··· Provided records

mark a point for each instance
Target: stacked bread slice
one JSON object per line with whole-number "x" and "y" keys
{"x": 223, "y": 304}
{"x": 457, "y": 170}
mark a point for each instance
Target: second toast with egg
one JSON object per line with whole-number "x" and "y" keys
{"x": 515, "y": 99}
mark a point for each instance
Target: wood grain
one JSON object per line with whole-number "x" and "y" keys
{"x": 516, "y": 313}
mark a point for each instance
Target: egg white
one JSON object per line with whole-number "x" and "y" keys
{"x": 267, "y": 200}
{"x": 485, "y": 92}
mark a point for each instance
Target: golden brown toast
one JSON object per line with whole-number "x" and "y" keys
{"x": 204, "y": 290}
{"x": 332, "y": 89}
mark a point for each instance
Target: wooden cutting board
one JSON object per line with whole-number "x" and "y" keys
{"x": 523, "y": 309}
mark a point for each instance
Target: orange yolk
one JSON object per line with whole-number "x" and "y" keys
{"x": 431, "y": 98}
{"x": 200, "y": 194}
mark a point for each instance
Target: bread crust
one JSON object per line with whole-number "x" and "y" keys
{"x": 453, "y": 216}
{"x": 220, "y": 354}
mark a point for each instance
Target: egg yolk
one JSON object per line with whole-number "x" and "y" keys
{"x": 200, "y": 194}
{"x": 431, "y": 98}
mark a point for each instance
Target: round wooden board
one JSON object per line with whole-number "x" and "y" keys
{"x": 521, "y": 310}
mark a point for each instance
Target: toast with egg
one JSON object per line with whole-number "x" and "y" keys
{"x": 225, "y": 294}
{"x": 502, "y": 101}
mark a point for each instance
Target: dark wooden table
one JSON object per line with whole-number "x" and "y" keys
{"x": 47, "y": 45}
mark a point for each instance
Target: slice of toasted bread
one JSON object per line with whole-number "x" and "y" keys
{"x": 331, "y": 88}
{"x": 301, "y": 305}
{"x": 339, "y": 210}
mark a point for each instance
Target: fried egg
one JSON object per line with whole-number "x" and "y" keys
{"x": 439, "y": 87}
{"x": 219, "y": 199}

······

= Work to do =
Rewrite all of the data above as a JSON array of strings, with each line as its own string and any blank lines omitted.

= Result for this exercise =
[
  "mark a point for each instance",
  "Target: stacked bread slice",
  "one JSON object per line with whole-number \"x\" and \"y\" keys",
  "{\"x\": 223, \"y\": 304}",
  "{\"x\": 457, \"y\": 170}",
  "mark a point for each instance",
  "Target: second toast with egg",
  "one JSON object per line with whole-number \"x\" and \"y\" keys",
  "{\"x\": 515, \"y\": 99}",
  "mark a point for each instance",
  "Target: wood grain",
  "one JSON object per line with whole-number \"x\" and \"y\" keys",
  "{\"x\": 516, \"y\": 313}",
  "mark a point for each instance",
  "Target: egg white",
  "one JSON object per line with whole-number \"x\" and \"y\" keys",
  "{\"x\": 267, \"y\": 200}",
  "{\"x\": 485, \"y\": 92}",
  "mark a point for each instance",
  "Target: golden brown toast",
  "one JSON object per line with whole-number \"x\" and \"y\" keys",
  "{\"x\": 204, \"y\": 290}",
  "{\"x\": 332, \"y\": 89}",
  "mark a point for each instance",
  "Target: wooden cutting board",
  "one JSON object per line with whole-number \"x\" and \"y\" keys",
  "{\"x\": 523, \"y\": 309}",
  "mark a point for each instance",
  "Target: orange yolk",
  "one JSON object per line with whole-number \"x\" and \"y\" keys",
  "{\"x\": 431, \"y\": 98}",
  "{\"x\": 200, \"y\": 194}",
  "mark a point for each instance",
  "Target: bread crust",
  "one JSON object per line with whole-number \"x\" and \"y\" keys",
  "{\"x\": 453, \"y\": 216}",
  "{\"x\": 220, \"y\": 354}",
  "mark a point for each instance",
  "Target: egg yolk",
  "one JSON object per line with whole-number \"x\" and \"y\" keys",
  "{\"x\": 200, \"y\": 194}",
  "{\"x\": 431, \"y\": 98}",
  "mark a point for each instance",
  "Target: round wooden board",
  "one JSON object per line with whole-number \"x\" and \"y\" keys",
  "{\"x\": 521, \"y\": 310}",
  "mark a point for each instance",
  "Target: toast with egg",
  "one JSON object per line with whole-number \"x\" and \"y\" keys",
  "{\"x\": 225, \"y\": 294}",
  "{\"x\": 502, \"y\": 101}",
  "mark a point for each instance",
  "Target: dark wooden table",
  "one JSON object per line with whole-number \"x\" and \"y\" keys",
  "{\"x\": 47, \"y\": 45}",
  "mark a point for each instance",
  "Target: slice of toasted bread",
  "one JSON object per line with whole-number \"x\" and \"y\" keys",
  "{\"x\": 331, \"y\": 88}",
  "{\"x\": 301, \"y\": 305}",
  "{\"x\": 339, \"y\": 210}",
  "mark a point for each instance",
  "Target: fried egg",
  "one JSON object per line with whole-number \"x\" and \"y\" keys",
  "{\"x\": 439, \"y\": 87}",
  "{\"x\": 219, \"y\": 199}"
]